Many other Parliaments have these problems. It will be a great comfort to my noble friend Lord Tomlinson to know that, when the Germans tried to pass their system over to an independent body for adjudication, the German constitutional court overruled them and said, “You can’t do that because the position of representatives, elected or otherwise, is too critical to the constitution to have another body decide it”. That is a great addition to the armoury of my noble friend sitting next to me. However, if we are not going to go down that route we need to find a better way than to amend reports on the Floor of the House because that is where it goes wrong. I have watched this happen in the House of Commons on a number of occasions.

We all had legitimate gripes about that system. It was a bad system in many ways. It often did not compensate Members in the way that they needed to be compensated for the work that they do, and exactly the same applies here. People talk about distance being unfair. I have raised the issue before that if you have a business such as a lawyer’s office or you are in academia or whatever, that gives you the administrative backup that you need so you may not need to employ a full-time person as others of us do. That is not fair either. These are complex issues that do not get sorted out on the Floor of the House in a big-bang solution every now and then.

What we are being offered today is a way of dealing with our immediate problems in a way that does not tie us up in this incredibly difficult business of defining a first or second home. We should remember that a number of noble Lords have already said that they would end up spending more time away from their primary home—which nobody questions is their primary home—because they are doing other things as well or have family commitments. Therefore, according to the rules that we have practised just recently, they would not be eligible to claim. In at least one case I know that a noble Lord has stopped claiming. There is no nice simple option. What we have today as the leaders of the Conservatives, Labour and the Cross Benches have said, is a straightforward system that is pretty robust and which we can use, but I ask the House to consider how we do this in future.

There has been a lot of talk about the media. It has to be said that the media did what they should do in exposing some of the abuses in the House of Commons and here. But—and it is an important but—the majority of MPs and certainly the majority of noble Lords in this House behaved perfectly well. There was a danger last year in my judgment that the media would inflict acute damage to the concept of democracy and to our democratic institutions. If you create a situation in which politicians are regarded with contempt—and they are never going to be wildly popular or the most popular people around—you create dangers. Curiously enough, it is that House down there and this House here that actually defend the freedoms that the media put into effect, and it would be quite good if every now and then the media remembered that. In the past 12 months, I wrote three articles on why we needed to change the existing system—one for the Sunday Times, one for the Daily Telegraph and one for the Times. None of them published them, and one of them actually said that it did not want to publish my article because it did not agree with it! Yet it is very largely what we are doing today. I noticed in the Times today a very supportive editorial for what the Government are doing today.

Available data =
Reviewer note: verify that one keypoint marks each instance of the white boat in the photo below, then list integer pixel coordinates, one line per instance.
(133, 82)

--

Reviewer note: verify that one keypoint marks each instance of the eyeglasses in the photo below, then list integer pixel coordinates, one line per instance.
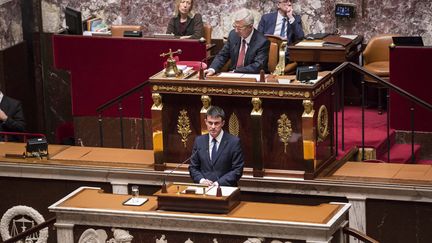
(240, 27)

Task instructions = Write out the part of the parliamentary speech starting at "What we are being" and ending at "this in future.", word for word. The lines come from a different source than the parliamentary speech.

Solution to this problem =
What we are being offered today is a way of dealing with our immediate problems in a way that does not tie us up in this incredibly difficult business of defining a first or second home. We should remember that a number of noble Lords have already said that they would end up spending more time away from their primary home—which nobody questions is their primary home—because they are doing other things as well or have family commitments. Therefore, according to the rules that we have practised just recently, they would not be eligible to claim. In at least one case I know that a noble Lord has stopped claiming. There is no nice simple option. What we have today as the leaders of the Conservatives, Labour and the Cross Benches have said, is a straightforward system that is pretty robust and which we can use, but I ask the House to consider how we do this in future.